> **Task to carry out**
Reproduce the records exactly.

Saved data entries
┌────────

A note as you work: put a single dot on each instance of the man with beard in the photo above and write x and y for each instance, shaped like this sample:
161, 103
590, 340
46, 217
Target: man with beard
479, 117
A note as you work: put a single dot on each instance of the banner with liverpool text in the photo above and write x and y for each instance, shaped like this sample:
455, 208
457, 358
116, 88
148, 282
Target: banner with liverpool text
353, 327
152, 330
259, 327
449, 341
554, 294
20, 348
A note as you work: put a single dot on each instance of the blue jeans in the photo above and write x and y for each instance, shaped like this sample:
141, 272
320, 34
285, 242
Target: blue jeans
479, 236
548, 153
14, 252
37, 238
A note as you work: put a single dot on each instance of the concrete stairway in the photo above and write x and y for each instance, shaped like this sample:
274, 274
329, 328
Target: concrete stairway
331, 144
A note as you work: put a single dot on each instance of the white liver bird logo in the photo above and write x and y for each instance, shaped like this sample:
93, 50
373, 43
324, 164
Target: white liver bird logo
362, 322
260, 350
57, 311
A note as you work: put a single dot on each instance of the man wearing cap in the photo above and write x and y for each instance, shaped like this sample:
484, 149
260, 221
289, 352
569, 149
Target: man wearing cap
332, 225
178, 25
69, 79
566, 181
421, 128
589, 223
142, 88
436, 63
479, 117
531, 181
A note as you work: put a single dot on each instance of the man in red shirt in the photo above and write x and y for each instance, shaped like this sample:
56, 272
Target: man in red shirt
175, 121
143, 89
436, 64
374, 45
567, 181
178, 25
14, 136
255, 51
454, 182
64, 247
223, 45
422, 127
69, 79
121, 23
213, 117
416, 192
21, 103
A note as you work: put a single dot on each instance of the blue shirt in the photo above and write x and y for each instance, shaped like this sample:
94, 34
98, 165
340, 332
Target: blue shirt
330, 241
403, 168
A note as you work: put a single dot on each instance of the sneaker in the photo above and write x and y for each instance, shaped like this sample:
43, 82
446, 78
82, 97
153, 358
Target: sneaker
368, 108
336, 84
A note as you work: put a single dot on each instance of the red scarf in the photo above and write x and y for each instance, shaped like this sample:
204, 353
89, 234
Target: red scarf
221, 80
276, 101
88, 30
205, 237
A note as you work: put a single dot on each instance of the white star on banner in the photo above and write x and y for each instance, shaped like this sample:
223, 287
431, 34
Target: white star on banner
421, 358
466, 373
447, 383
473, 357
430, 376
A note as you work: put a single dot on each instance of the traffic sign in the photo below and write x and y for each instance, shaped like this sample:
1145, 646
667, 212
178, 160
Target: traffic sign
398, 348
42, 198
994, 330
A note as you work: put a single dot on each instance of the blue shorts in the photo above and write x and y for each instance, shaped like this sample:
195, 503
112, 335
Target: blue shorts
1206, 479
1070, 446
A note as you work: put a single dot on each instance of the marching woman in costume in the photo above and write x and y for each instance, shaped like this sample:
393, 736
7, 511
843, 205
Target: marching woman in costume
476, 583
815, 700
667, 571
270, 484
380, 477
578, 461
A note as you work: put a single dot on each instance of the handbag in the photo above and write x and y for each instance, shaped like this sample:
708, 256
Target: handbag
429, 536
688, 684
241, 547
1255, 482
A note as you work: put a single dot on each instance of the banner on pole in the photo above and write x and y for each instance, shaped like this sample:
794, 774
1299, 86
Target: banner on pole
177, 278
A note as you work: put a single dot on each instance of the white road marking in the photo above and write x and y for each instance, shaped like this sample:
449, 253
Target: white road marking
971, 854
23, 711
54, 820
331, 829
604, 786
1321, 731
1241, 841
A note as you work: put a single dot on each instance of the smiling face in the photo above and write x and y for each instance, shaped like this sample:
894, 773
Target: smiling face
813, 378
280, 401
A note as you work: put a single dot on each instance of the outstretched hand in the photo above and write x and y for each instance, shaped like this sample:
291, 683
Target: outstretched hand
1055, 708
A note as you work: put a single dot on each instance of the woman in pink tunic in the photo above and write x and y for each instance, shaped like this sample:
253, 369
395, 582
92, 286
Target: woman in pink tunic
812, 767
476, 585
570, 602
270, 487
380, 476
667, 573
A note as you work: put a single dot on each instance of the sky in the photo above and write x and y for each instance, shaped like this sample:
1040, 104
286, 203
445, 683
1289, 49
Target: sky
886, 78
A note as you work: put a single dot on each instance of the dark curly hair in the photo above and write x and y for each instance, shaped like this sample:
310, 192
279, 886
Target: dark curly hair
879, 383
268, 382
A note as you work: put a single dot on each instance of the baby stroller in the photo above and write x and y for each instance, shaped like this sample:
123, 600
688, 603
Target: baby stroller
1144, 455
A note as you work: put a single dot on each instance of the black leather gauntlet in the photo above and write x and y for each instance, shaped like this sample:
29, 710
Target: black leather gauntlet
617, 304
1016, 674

└────────

> **Result for this exercise**
A note as you work: put a single dot on each instance of the man with beard in the photo above and write x and y for each instance, shaped like this sample:
161, 103
590, 340
46, 217
Target: man with beard
479, 117
A note as you work: put a single dot on each instance of the banner with liverpool text in the photo above and write x and y for each instance, shaped like this sample:
455, 208
457, 358
116, 88
148, 282
Target: banner with liverpool text
353, 327
152, 330
259, 327
449, 341
554, 294
20, 348
A note as you work: put a single dot on each instance of the blue jeans in the photo above and write x and y for each instance, shaped like this sample:
141, 272
320, 34
285, 242
Target: blue jeans
479, 236
548, 153
14, 252
37, 238
A note as you work: put a single dot on each instance of the concrete stairway in the photo above and write x and y for each instance, shaped like this sample:
274, 274
329, 328
Target: concrete stairway
331, 144
A note as you work: put a single dot on each instance of the white liver bird logo in the photo above and write x and y for each instance, shaped like this sample:
93, 50
373, 43
324, 164
Target: white liver bird logo
362, 322
260, 350
57, 311
A note as you work: put a single dot on each instance of the man wearing cap in the photo above and write x and y for each instance, shaped like this sample:
484, 149
260, 221
289, 352
569, 149
Target: man wearing cap
332, 225
178, 25
69, 79
566, 181
421, 128
589, 223
142, 88
436, 63
479, 117
531, 181
A note as you work: put a single dot on each instance of the man in red shirt in the photo above and write x and y for each instance, shaped like this sample:
56, 272
Target: man in red shirt
175, 121
143, 89
436, 64
374, 45
567, 181
178, 25
14, 136
255, 51
454, 182
64, 247
223, 45
422, 127
69, 79
121, 23
213, 117
416, 192
21, 103
A note as you work: put a single dot on each instance of the blue shirt in the photo above and write x and y for each instance, shaped like this sample:
94, 34
98, 165
340, 332
Target: blue shirt
330, 241
403, 168
A note as you work: put a single dot on each instance of the sneaker in the photo above and write x and y for each instance, shaped like this sample:
43, 82
446, 78
82, 97
153, 358
Target: sneaker
368, 108
336, 84
A note as you work: put a single dot on each instance of the red scarf in the photo above and write x and y for each instance, shaped like this sample:
204, 353
89, 234
Target: red scarf
221, 80
276, 101
88, 30
205, 237
A note as you work: put a single dot on each instance of the white star on banner in the photo above and write x and y for each instance, shaped like this sample:
223, 287
431, 34
Target: white star on banner
421, 358
466, 373
447, 383
473, 357
430, 376
A note as you work: put a single dot on each instance of the traffic sign in the photo below and write x and y for each instance, shaped like this sample:
1145, 646
667, 212
178, 160
Target: traffic sign
398, 348
42, 198
994, 330
A note as you work: put a single dot on each instance of the blue shorts in the photo above and write x and y for each instance, shaped like this sample:
195, 503
112, 335
Target: blue shorts
1206, 479
1070, 446
A note as you work: put a single dot on each instance of the marching woman in costume in the photo above and write x and y for each instance, shaped like this sample:
393, 736
7, 511
843, 205
Target: marching woman in costume
476, 583
815, 700
667, 571
270, 484
380, 477
578, 461
A note as you work: put a single dot on each instance of the handbag in the photo above and write x and y for each instance, shaped like this sample:
708, 256
Target: handbag
429, 536
688, 684
241, 547
1255, 482
A note as you work: put a single dot on each instance of the banner on pole in the photo above and write x and y for each instance, shaped like this sample:
794, 774
1299, 86
Target: banner on pole
177, 278
A note as you work: put a single dot on each instance of the white road marking in the photo above and write x and y for each instance, shaped like this sample:
449, 253
Target: white road marking
971, 854
23, 711
54, 820
331, 829
604, 786
1321, 731
1241, 841
A note as you work: put a single dot on each instance of the smiling face in the photo above and write x and y for each instance, shaped like this sample:
894, 773
Target: smiling face
813, 378
280, 401
A note as you work: put a single dot on each instance of the outstretched hand in the photo above and write x and y for each instance, shaped like this sample:
291, 683
Target: outstretched hand
1055, 708
A note as you work: put a single dot on each instance of the woman in pink tunic in the photo above and write x and y for each instance, shaped like this sample:
253, 369
395, 582
92, 286
Target: woman in pink tunic
812, 767
476, 585
570, 602
270, 487
380, 476
667, 573
A note as you work: put a single dot on each instance of the sky in the photo above and write x and y for each instance, shaped like this sample:
1040, 104
286, 203
445, 683
1289, 49
Target: sky
886, 78
A note as you work: put a single dot on each instance of the dark curly hair in the photo above and write x and y for each instance, shaped like this sample:
310, 192
279, 886
Target: dark curly hair
879, 383
268, 382
A note as you work: put a single dot on each instance of the baby stroller in the photo above and write x and y for each instance, shaped like this sample:
123, 600
688, 603
Target: baby stroller
1144, 455
A note as you work: put a single dot on each instance of the black leather gauntlet in the photo above and write x and y for each instance, shaped like this sample:
29, 710
Target: black leather gauntlet
617, 304
1016, 674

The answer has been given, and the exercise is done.